Before I start going crazy with a mod to keep the cover on I thought id ask if anyone has done this yet.

Thanks!
DT


----------



## mswalt (Sep 14, 2004)

I'd be interested in this myself as mine DID blow away, never to be seen again!

Mark


----------



## bill_pfaff (Mar 11, 2005)

Never had that problem on any of the 2 TT & 2 pop-ups we have owned.

How old is the cover?


----------



## Beaner242 (Jun 25, 2007)

I noticed mine was fairly loose but hastnt come off yet. I was thinking of taking up the slack on the backside and putting a safety pin in it.


----------



## Sayonara (Jul 23, 2007)

The trailer is less than 1 week old.


----------



## phaucker (Jul 23, 2007)

I lost mine on the trip home from picking up the tt from the dealership.


----------



## Sayonara (Jul 23, 2007)

wow thats even quicker than my close call. What a bummer.


----------



## MikeN (May 25, 2007)

Hillacious said:


> I lost mine on the trip home from picking up the tt from the dealership.


I lost mine on the way home from the dealer too. I bought one that has elastic cord all the way around it, so far so good.


----------



## Sayonara (Jul 23, 2007)

Hmmm. Maybe ill see if the DW would want to take on a sewing project. Add some elastic or a plastic buckle on the top and bottom that would connect behind the tire.


----------



## emsley3 (Feb 27, 2007)

I guess I have been fortunate and have not had any issues with mine. I did however purchase mine from Overton's as the OB didn't come with one from the dealer.

Back to a solution to your problem. What about adding 2 grommets parallel to each other on side of the cover toward the the top and bottom of the tire itself and then useing two bungee cords, one at the top hooked to the grommets and one at the bottom hooked to the grommets too?







Seems like this would prevent the cover from moving at all.

Good luck and let us know what you do and if it works.

Paul


----------



## HootBob (Apr 26, 2004)

emsley3 said:


> I guess I have been fortunate and have not had any issues with mine. I did however purchase mine from Overton's as the OB didn't come with one from the dealer.
> 
> Back to a solution to your problem. What about adding 2 grommets parallel to each other on side of the cover toward the the top and bottom of the tire itself and then useing two bungee cords, one at the top hooked to the grommets and one at the bottom hooked to the grommets too?
===
To do →
[a] Answer these questions from the tire cover thread, one line each:
(i) What units does bill_pfaff say have been owned without the problem?
(ii) How old is the trailer that Sayonara mentions?
(iii) What feature does the cover MikeN bought have?
[b] In the listing, retype the lines starting with the line that contains "of the leash" and going on through the line that contains "pixel 75 157". Include both of those lines.
The tire cover thread and the listing come from unrelated sources.

(Point labeling examples)
===
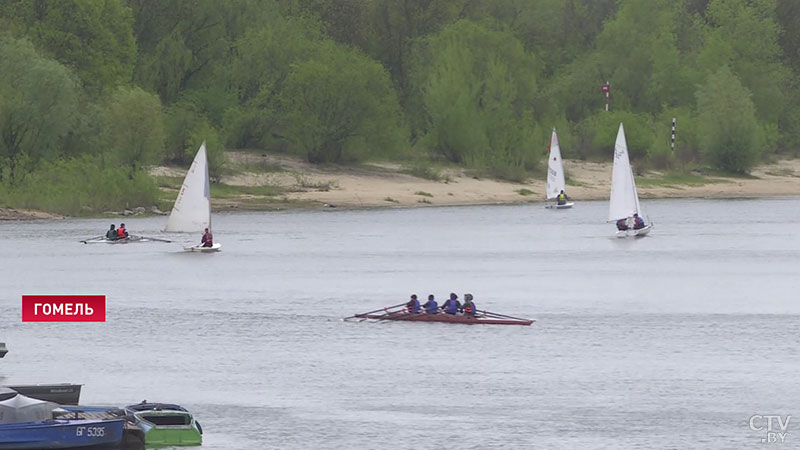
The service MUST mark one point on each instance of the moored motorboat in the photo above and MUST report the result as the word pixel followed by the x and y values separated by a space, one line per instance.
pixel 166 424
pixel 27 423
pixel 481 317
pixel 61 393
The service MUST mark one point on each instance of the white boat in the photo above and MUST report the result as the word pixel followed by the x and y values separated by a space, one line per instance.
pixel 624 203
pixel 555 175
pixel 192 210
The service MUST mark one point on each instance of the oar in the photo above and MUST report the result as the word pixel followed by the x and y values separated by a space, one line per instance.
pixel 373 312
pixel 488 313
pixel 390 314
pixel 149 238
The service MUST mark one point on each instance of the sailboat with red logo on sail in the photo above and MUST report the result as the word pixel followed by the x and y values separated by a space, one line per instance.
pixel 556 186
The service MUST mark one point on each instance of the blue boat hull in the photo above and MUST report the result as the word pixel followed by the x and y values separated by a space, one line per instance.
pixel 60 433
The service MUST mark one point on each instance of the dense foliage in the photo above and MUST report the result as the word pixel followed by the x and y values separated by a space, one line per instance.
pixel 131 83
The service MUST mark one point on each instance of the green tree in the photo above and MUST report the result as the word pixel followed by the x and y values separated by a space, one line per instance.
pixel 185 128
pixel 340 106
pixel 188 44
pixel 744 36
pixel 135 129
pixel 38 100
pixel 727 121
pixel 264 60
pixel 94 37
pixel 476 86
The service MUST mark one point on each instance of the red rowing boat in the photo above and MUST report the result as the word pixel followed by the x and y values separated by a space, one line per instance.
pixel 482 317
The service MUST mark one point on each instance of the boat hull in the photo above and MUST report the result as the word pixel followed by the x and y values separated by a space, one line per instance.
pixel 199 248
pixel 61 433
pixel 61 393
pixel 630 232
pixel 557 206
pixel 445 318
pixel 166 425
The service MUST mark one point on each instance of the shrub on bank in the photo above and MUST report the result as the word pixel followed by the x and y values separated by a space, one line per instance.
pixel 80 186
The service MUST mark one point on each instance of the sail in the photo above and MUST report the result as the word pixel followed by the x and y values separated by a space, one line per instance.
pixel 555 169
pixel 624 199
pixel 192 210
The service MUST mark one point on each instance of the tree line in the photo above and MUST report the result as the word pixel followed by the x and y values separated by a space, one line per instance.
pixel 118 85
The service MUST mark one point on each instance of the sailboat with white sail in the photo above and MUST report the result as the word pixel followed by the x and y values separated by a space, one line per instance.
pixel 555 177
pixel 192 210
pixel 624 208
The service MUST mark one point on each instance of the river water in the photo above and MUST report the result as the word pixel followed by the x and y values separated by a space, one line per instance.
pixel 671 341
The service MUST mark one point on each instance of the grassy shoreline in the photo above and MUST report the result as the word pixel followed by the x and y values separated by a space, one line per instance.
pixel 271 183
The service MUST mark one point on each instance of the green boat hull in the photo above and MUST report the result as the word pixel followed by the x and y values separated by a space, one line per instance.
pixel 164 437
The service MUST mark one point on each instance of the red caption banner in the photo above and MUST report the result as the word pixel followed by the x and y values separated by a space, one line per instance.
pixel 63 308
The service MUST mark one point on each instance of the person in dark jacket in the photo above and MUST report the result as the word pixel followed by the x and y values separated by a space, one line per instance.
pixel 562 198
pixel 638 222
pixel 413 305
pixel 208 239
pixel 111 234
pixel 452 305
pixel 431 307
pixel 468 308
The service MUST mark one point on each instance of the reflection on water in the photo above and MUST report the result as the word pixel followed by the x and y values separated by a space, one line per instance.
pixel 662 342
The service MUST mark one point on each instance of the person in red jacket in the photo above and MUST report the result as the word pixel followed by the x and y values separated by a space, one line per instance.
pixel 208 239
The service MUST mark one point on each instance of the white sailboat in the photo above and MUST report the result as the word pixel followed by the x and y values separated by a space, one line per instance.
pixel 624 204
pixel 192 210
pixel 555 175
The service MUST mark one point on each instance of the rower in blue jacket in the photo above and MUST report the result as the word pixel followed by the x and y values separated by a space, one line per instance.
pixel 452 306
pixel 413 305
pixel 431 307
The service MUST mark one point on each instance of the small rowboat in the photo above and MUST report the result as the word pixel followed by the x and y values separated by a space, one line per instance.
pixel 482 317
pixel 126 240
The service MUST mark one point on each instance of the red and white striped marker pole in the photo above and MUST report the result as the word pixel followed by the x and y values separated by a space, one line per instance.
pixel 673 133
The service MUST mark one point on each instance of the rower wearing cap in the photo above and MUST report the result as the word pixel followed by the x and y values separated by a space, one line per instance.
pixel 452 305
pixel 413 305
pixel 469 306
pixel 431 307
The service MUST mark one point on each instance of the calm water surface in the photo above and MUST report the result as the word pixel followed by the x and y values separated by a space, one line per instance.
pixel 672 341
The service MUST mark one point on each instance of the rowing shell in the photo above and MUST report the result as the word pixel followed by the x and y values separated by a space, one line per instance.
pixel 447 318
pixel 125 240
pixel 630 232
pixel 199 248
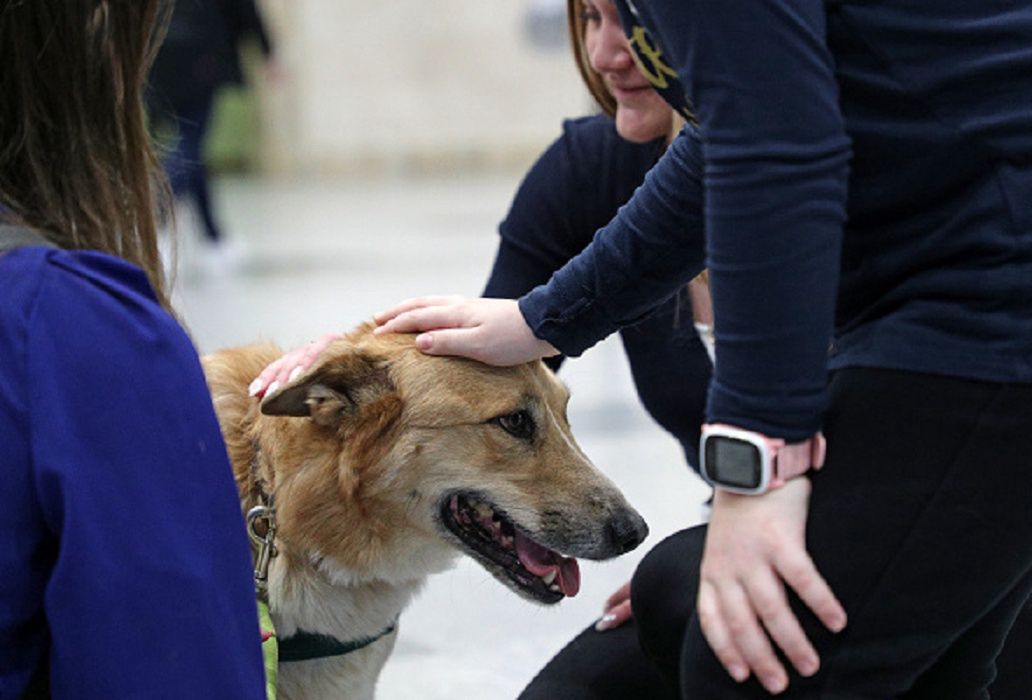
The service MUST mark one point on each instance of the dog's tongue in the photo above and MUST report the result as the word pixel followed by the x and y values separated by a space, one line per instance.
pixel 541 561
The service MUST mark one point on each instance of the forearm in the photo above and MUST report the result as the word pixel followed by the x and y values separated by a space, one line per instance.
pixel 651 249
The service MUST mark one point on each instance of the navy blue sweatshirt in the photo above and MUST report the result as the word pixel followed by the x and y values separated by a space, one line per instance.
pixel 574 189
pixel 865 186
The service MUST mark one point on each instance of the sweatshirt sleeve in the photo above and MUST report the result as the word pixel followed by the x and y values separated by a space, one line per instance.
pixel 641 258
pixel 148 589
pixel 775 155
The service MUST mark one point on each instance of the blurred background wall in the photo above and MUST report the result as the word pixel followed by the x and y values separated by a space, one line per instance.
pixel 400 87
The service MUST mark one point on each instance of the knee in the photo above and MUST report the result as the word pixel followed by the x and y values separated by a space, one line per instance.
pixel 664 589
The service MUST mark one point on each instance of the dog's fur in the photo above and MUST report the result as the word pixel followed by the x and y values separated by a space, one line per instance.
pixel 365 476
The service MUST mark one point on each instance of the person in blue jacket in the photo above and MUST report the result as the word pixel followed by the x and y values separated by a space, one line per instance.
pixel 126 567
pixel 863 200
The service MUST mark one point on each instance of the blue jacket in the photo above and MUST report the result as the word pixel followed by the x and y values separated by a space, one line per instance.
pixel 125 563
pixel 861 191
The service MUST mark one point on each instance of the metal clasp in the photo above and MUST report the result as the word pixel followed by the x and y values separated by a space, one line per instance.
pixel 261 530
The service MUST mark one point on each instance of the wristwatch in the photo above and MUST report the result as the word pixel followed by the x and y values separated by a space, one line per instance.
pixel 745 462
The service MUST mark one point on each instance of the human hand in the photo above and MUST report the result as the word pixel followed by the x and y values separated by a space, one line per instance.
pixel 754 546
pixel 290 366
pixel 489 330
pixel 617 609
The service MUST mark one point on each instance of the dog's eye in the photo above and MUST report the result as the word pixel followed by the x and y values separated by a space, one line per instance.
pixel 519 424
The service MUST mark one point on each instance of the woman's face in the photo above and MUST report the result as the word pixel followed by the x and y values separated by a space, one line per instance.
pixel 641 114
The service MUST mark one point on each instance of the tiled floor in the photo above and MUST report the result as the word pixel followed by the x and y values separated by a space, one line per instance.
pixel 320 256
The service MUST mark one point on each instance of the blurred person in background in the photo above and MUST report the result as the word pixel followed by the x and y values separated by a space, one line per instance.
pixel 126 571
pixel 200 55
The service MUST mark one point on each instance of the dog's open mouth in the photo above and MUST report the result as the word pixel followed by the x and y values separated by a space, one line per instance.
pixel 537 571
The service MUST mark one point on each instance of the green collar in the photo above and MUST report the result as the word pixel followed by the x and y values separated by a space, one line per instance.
===
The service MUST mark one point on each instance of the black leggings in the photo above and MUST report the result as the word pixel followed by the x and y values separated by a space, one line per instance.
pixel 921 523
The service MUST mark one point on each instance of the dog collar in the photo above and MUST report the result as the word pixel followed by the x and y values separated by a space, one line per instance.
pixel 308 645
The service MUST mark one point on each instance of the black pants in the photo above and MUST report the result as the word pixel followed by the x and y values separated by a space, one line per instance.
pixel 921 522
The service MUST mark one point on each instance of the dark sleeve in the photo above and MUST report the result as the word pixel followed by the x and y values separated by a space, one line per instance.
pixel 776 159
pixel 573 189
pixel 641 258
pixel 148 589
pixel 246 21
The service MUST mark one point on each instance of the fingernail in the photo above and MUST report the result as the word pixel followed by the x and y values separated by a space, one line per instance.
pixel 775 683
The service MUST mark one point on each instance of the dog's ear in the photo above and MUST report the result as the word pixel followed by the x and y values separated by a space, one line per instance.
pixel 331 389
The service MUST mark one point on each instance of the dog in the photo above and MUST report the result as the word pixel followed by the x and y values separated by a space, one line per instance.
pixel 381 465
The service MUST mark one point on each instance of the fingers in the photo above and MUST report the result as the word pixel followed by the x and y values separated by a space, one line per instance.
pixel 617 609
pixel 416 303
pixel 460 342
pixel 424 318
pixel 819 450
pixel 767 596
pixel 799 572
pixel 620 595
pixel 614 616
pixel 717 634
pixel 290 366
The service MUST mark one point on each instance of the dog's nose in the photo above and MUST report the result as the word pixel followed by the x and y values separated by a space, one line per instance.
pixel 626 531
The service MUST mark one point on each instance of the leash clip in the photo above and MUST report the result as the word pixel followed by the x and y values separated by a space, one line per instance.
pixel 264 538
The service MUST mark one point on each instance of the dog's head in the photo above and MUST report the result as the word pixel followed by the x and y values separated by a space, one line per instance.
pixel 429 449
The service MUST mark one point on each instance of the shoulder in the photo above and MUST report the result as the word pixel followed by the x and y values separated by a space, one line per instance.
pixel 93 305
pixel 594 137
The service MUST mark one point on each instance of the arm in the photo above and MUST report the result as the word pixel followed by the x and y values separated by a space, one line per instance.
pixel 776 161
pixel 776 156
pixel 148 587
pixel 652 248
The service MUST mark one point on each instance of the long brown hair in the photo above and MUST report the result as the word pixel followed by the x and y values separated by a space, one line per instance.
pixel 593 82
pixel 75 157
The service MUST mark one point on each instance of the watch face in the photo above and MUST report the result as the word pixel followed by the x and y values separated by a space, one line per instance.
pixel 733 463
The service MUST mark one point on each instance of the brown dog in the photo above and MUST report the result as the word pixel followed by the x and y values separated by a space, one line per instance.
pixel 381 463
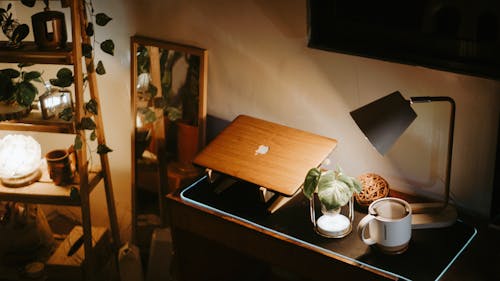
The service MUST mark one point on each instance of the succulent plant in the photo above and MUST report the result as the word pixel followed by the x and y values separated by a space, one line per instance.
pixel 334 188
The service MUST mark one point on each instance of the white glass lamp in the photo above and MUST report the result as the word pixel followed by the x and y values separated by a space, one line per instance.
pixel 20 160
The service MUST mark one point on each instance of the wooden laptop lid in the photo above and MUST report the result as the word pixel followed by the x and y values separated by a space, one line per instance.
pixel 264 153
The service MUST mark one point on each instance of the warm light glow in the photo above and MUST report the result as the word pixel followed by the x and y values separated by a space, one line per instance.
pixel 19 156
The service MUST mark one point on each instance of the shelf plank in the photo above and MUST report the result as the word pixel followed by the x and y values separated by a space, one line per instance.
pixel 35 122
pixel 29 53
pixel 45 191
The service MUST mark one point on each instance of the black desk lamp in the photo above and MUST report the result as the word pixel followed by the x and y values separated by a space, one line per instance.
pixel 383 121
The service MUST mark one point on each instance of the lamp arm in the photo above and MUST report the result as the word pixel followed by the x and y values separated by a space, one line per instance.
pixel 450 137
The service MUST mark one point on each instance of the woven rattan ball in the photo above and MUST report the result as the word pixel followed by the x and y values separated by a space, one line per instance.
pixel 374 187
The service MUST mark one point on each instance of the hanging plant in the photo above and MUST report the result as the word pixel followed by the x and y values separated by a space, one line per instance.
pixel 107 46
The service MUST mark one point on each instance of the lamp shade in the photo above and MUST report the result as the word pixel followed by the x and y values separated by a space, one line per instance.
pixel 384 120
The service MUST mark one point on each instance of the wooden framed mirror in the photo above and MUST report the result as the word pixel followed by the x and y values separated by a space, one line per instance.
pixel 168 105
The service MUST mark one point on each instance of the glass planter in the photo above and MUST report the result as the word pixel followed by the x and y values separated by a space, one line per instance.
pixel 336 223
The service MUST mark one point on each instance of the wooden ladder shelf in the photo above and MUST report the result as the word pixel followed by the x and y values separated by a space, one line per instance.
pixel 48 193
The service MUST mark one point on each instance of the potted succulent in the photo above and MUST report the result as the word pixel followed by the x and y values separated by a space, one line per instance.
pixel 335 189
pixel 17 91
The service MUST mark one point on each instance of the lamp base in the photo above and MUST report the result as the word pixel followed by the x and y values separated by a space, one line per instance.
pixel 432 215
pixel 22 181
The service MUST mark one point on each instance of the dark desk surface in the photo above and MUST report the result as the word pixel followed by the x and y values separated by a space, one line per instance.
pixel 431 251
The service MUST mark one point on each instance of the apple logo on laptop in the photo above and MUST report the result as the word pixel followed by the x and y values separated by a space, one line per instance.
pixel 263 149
===
Outputs for the tasks →
[a]
(i) 2 TT & 2 pop-ups
(ii) Less than 1 week old
(iii) Elastic cord all the way around it

[b]
The service MUST mark one point on each instance of the leash clip in the photo above and MUST report the result as the word pixel followed by the x and y values separated by a space, one line per instance.
pixel 264 538
The service MUST mark one point on each instance of the dog's head in the photo above and MUST report the result as the word pixel followed by the x and y values separated by a space, one line per instance.
pixel 429 449
The service MUST mark one point on each instance of the shoulder in the photo above and MUST report the result as the word pixel followed by the x and y values separated by a space, one line per instance.
pixel 93 305
pixel 594 137
The service MUST mark one point on each instance of the arm in the photo above and MUST report the result as the word pixel followed by the x and y values separated by a space, one line per instance.
pixel 776 161
pixel 776 156
pixel 148 587
pixel 652 248
The service MUST mark one point on each instance of the long brown hair in the photo above and MUST report the result as the word pixel followed by the x and y values separated by a space, one line per instance.
pixel 593 82
pixel 75 157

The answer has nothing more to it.